Seçilen Metin >>
İlk derece mahkemesince, iddia, savunma, toplanan deliller ve benimsenen bilirkişi raporuna göre, davanın reddine karar verilmiş, hükme karşı davacılar vekili istinaf başvurusunda bulunmuştur. Bölge Adliye mahkemesince davacılar vekilinin istinaf başvurusunun 6100 sayılı Hukuk Muhakemeleri Kanunun 353/1-b/1 bendi gereğince esastan reddine karar verilmiş, Bölge Adliye Mahkemesi kararı davacılar vekilince temyiz edilmiştir.
1-Dava, hayat sigorta sözleşmesine dayalı tazminat istemine ilişkindir.
Poliçenin tanzim edildiği ve rizikonun gerçekleştiği tarih itibariyle yürürlükte bulunan 6102 sayılı TTK"nun 1435. maddesi ile sigorta sözleşmesinin kurulması sırasındaki sigortalının doğru bilgi verme (beyan) yükümlülüğü düzenlenmiştir. Sigorta hukukuna ilişkin genel düzenleme mahiyetinde olan bu hüküm, hayat sigortalarında da uygulanmaktadır.
6102 sayılı TTK"nun 1435. maddesinde "Sigorta ettiren, sözleşmenin yapılması sırasında bildiği veya bilmesi gereken tüm önemli hususları sigortacıya bildirmekle yükümlüdür. Sigortacıya bildirilmeyen, eksik veya yanlış bildirilen hususlar, sözleşmenin yapılmamasını veya değişik şartlarda yapılmasını gerektirecek nitelikte ise, önemli kabul edilir. Sigortacı tarafından yazılı veya sözlü olarak sorulan hususlar, aksi ispat edilinceye kadar önemli sayılır" denilmek suretiyle; sigorta ettirenin, sözleşmenin kurulması sırasındaki doğru beyan yükümlülüğünün kapsamı düzenlenmiştir.
Somut olayda davacılar murisinin kullanmış olduğu 2 ayrı banka kredisi nedeniyle, 28.06.2014-28.06.2015 ve 22.09.2014-22.09.2015 tarihleri için 2 ayrı hayat sigorta
sözleşmesi düzenlenmiş; poliçelerin düzenlenmesinden sonra 28.09.2014 tarihinde davacıların murisi vefat etmiştir.

Yapılacak İşler >>
1 – Seçilen metne göre davacıların murisi hangi tarihte vefat etmiştir?
2 – Seçilen metinde "Somut olayda davacılar" ifadesinden "murisi vefat etmiştir." ifadesine kadar olan kısmı hiç değiştirmeden yineleyin.

Veri Kesiti >>
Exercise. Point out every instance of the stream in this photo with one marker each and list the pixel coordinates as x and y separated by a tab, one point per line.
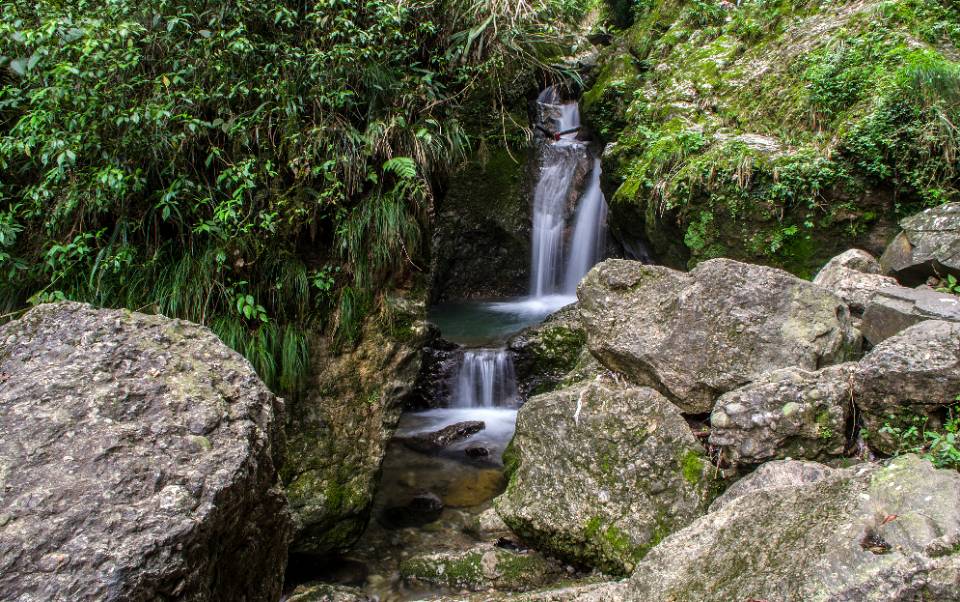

Verilen Yanıtlar >>
1 – 28.09.2014

2 –
Somut olayda davacılar murisinin kullanmış olduğu 2 ayrı banka kredisi nedeniyle, 28.06.2014-28.06.2015 ve 22.09.2014-22.09.2015 tarihleri için 2 ayrı hayat sigorta
sözleşmesi düzenlenmiş; poliçelerin düzenlenmesinden sonra 28.09.2014 tarihinde davacıların murisi vefat etmiştir.